• [Task statement]:
Can you transcribe the data exactly? Leave the pictures out.

• [Available data]:
start
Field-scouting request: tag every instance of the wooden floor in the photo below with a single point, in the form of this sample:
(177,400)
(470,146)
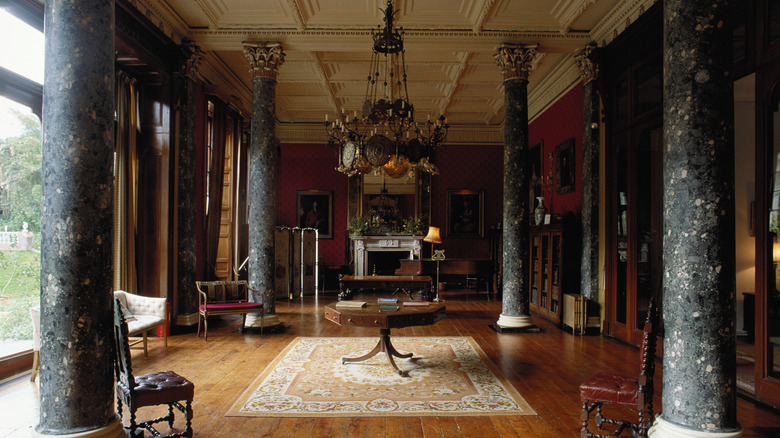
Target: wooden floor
(546,369)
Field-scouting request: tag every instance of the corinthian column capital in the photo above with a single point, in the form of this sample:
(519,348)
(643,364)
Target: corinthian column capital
(192,58)
(517,60)
(264,59)
(589,69)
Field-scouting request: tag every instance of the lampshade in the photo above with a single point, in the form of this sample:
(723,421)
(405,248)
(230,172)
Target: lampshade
(433,235)
(775,252)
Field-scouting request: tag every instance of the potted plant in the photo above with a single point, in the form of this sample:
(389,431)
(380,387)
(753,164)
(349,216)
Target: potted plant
(414,226)
(358,226)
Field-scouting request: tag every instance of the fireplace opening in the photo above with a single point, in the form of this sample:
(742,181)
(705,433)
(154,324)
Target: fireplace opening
(384,262)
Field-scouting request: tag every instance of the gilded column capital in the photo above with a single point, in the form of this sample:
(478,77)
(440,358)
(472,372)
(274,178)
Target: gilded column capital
(589,69)
(192,58)
(264,59)
(517,60)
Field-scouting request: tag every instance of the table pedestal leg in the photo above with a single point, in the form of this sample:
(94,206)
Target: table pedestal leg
(384,345)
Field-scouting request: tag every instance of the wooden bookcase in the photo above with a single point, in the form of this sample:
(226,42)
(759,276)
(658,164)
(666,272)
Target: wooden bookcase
(546,281)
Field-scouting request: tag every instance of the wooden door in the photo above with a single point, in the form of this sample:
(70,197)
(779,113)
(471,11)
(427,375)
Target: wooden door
(767,229)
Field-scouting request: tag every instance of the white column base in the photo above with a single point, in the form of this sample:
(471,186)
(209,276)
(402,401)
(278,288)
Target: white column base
(268,321)
(665,429)
(113,430)
(514,321)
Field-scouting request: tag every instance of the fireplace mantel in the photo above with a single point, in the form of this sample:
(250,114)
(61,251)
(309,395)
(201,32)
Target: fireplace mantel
(401,243)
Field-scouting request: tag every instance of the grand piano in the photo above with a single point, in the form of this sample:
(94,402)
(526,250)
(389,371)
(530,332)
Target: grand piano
(472,273)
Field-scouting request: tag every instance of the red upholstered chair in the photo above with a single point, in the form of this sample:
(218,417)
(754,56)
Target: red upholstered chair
(151,389)
(612,388)
(225,298)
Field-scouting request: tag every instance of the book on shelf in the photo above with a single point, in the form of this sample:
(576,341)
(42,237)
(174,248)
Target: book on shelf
(416,304)
(350,304)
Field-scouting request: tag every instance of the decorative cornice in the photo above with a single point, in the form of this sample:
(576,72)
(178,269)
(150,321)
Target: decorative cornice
(517,61)
(192,58)
(618,19)
(264,59)
(487,6)
(566,11)
(165,18)
(296,13)
(589,70)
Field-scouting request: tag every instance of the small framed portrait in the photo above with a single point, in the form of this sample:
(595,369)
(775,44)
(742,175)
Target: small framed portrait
(465,213)
(564,167)
(315,210)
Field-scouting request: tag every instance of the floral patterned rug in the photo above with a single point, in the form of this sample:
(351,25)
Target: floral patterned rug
(447,376)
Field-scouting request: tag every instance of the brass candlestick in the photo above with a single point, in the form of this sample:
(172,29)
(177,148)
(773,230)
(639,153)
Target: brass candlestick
(438,256)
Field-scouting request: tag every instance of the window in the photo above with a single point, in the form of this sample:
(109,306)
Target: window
(20,189)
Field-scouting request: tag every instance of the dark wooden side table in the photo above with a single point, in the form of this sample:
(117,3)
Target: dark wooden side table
(390,284)
(371,316)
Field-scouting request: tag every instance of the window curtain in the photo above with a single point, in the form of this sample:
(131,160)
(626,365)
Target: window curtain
(216,174)
(125,184)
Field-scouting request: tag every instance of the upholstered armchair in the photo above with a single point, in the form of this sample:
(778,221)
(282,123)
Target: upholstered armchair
(143,314)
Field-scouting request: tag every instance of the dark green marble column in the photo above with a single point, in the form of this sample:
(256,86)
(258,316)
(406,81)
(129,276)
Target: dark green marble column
(76,368)
(264,62)
(699,369)
(516,61)
(589,282)
(186,262)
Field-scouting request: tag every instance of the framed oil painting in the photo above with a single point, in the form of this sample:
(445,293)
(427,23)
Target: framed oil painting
(315,210)
(465,213)
(564,167)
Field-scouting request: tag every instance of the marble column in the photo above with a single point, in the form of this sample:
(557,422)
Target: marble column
(589,282)
(186,262)
(264,62)
(76,368)
(699,369)
(516,61)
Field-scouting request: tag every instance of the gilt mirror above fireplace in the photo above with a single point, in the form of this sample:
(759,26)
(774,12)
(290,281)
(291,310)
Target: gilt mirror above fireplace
(387,201)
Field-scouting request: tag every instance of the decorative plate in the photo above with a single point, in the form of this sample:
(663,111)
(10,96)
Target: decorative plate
(378,150)
(348,153)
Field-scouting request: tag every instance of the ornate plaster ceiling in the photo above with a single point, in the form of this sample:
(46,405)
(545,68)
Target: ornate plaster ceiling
(449,52)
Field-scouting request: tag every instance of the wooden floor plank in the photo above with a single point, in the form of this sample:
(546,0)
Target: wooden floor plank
(546,368)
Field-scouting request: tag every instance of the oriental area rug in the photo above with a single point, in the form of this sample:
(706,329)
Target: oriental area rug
(447,376)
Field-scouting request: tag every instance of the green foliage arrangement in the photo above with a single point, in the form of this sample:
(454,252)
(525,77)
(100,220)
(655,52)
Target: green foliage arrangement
(359,226)
(20,176)
(20,286)
(414,226)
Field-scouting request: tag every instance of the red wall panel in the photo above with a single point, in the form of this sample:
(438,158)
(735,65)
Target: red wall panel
(562,121)
(311,167)
(473,167)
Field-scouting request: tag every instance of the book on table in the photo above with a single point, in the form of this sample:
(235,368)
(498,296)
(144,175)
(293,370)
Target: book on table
(349,304)
(388,308)
(416,304)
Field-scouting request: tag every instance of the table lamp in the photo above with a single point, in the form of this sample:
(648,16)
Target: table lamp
(433,237)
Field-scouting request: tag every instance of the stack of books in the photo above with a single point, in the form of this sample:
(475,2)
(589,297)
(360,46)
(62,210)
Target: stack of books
(416,304)
(387,304)
(350,304)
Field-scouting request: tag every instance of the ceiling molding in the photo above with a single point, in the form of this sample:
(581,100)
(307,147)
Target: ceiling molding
(165,18)
(566,11)
(618,19)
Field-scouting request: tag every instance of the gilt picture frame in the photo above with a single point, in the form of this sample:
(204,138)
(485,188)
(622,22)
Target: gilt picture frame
(315,210)
(564,167)
(465,213)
end
• [Reply]:
Field-scouting request: tag every instance of the wooden floor in the photo below with a single point, in the form of this sample:
(177,400)
(470,146)
Target: wooden floor
(546,369)
Field-scouting request: tag every instance of the corinthian column capital in the photo above with a single point, in the form of this sample:
(519,348)
(643,364)
Target: corinthian column capital
(192,58)
(517,60)
(264,59)
(589,69)
Field-scouting request: tag every instance of the lampshade in the photo above with a single point, in the form of this sample:
(723,421)
(405,248)
(230,172)
Target: lampshade
(433,235)
(775,252)
Field-scouting request: tag every instance of the potted plant in the photo above with a single point, in the form of this sample:
(389,431)
(380,387)
(753,164)
(349,216)
Target: potted plant
(414,226)
(358,226)
Field-scouting request: tag every instance of the fireplace opening in the photo above with a single point, in the form of this sample:
(742,181)
(705,433)
(154,324)
Target: fireplace opening
(384,262)
Field-scouting request: tag every instance of the gilded column capital in the photo above with a single point, in the form of this sample:
(478,77)
(440,358)
(472,372)
(274,178)
Target: gilded column capital
(589,69)
(192,58)
(264,59)
(517,60)
Field-scouting request: tag every instance of the table pedestal leg in the photo above with a single point, in the form of this sample:
(94,206)
Target: table pedestal leg
(384,345)
Field-scouting request: tag every instance of the wooden bookcase in the photo above with a single point, in the form of this sample:
(226,42)
(759,276)
(658,164)
(666,272)
Target: wooden bookcase
(546,281)
Field-scouting request: tag every instance of the wooden door in the photo above with a single point, in the form of this sample:
(70,197)
(779,113)
(471,11)
(427,375)
Target: wooden door
(767,229)
Field-scouting request: tag every instance of the white column base in the photo above with a single point, in the form of this sample:
(471,186)
(209,276)
(402,401)
(278,288)
Target: white column base
(268,321)
(665,429)
(113,430)
(514,321)
Field-scouting request: tag every instance of the fireplace mantel in the photo above with a single point, in the form of this sample:
(250,114)
(61,251)
(309,395)
(201,32)
Target: fireplace mantel
(401,243)
Field-scouting request: tag every instance of the grand piano in the photo above with a single point, in the form of this sample:
(94,402)
(526,250)
(389,371)
(530,332)
Target: grand piano
(472,273)
Field-scouting request: tag every instance of the red upholstered chair in the photo above with a single point, in the form of this sample:
(218,417)
(754,56)
Target: red upholstered chair
(151,389)
(612,388)
(225,298)
Field-scouting request: tag every instance of the book on shelf in the photo above with a single point, in the form of this sample:
(576,341)
(42,237)
(174,248)
Target: book on shelf
(416,304)
(350,304)
Field-scouting request: tag every instance of the decorative cornice in the photo above with a single point, in the form of this sample:
(576,72)
(178,269)
(150,321)
Target: decorative cornice
(517,61)
(192,58)
(618,19)
(264,59)
(487,6)
(566,11)
(165,18)
(296,13)
(589,70)
Field-scouting request: tag every instance of the small framed portrait in the photo above with a single point, in the form of this sample:
(595,369)
(775,44)
(742,175)
Target: small framed portrait
(465,213)
(564,167)
(315,210)
Field-scouting request: tag every instance of the floral patterned rug in the photo above with a single point, in the form of this sample:
(351,25)
Target: floral patterned rug
(447,376)
Field-scouting request: tag every instance of the brass candlestick in the photo above with a single point, in the form of this sample:
(172,29)
(177,148)
(773,230)
(639,153)
Target: brass candlestick
(438,256)
Field-scouting request: tag every instance of the window in the photo above with a single point, in the form of this sample:
(109,306)
Target: window
(20,189)
Field-scouting request: tag every instance of the dark wooden side table in the photo above with a single point, in the form of this sample:
(117,3)
Target: dark wooden side table
(390,284)
(371,316)
Field-scouting request: tag every instance of the window curtain in the photo above with a single point, in the form of this sample:
(131,160)
(626,365)
Target: window curtain
(216,174)
(125,184)
Field-scouting request: tag every instance of the upholstered armchair in the photo above with a single point, in the form of this sample:
(778,221)
(282,123)
Target: upholstered armchair
(143,314)
Field-scouting request: tag every instance of the dark green marble column in the photo above with a single point, in the form of this sample:
(256,86)
(258,316)
(406,81)
(129,276)
Target: dark green marble column
(76,368)
(264,62)
(699,369)
(516,61)
(589,282)
(186,262)
Field-scouting request: tag every instance of the framed oil painting in the photo above with a single point, in the form of this sample:
(445,293)
(427,23)
Target: framed oil painting
(315,210)
(465,213)
(564,167)
Field-scouting request: tag every instance of the marble column in the photo above with a single point, in the form of this sample:
(557,422)
Target: marble column
(589,282)
(186,262)
(264,62)
(76,368)
(699,369)
(516,61)
Field-scouting request: tag every instance of the gilt mirror above fireplace in the photo above with a single point, in the form of this sample:
(759,26)
(774,12)
(290,281)
(291,310)
Target: gilt mirror above fireplace
(387,201)
Field-scouting request: tag every instance of the decorative plate in the photo above with a single point, in the form of this sample:
(663,111)
(10,96)
Target: decorative plate
(378,150)
(348,153)
Field-scouting request: tag every instance of the ornate plaster ceiling in the photo above with a single point, in the form of this sample:
(46,405)
(545,68)
Target: ornate plaster ceiling
(449,52)
Field-scouting request: tag every instance of the wooden floor plank in the photo above with a single point, in the form of this sample:
(546,0)
Target: wooden floor plank
(546,368)
Field-scouting request: tag every instance of the oriental area rug in the photo above with a single point, in the form of this sample:
(706,329)
Target: oriental area rug
(447,376)
Field-scouting request: tag every instance of the green foliage arrangement in the photo above with a single point, in the form of this sample:
(454,252)
(525,77)
(100,220)
(655,52)
Target: green foliage arrangement
(359,226)
(20,176)
(20,286)
(414,226)
Field-scouting request: tag every instance of the red wall panel in the photo above with a single point, in the form of this sample:
(438,158)
(735,65)
Target: red wall panel
(562,121)
(311,167)
(473,167)
Field-scouting request: tag every instance of the book on table in the photo above with a single point, in the form of this sample:
(235,368)
(498,296)
(144,175)
(293,370)
Target: book on table
(349,304)
(388,308)
(416,304)
Field-scouting request: tag every instance of the table lamp in the photo above with a single point, in the form of this sample:
(648,16)
Target: table lamp
(433,237)
Field-scouting request: tag every instance of the stack of books in the photo above with a single point, in the form of this sample:
(475,2)
(589,297)
(360,46)
(62,210)
Target: stack of books
(416,304)
(387,304)
(350,304)
Field-scouting request: tag every instance of the ceiling molding in the photo above with a single point, in the form of this sample:
(581,100)
(307,147)
Target: ceiling molding
(165,18)
(566,11)
(618,19)
Field-scouting request: tag every instance of the gilt picture frame in the photo above with a single point, in the form of this sample:
(204,138)
(485,188)
(622,22)
Target: gilt picture frame
(315,210)
(564,167)
(465,213)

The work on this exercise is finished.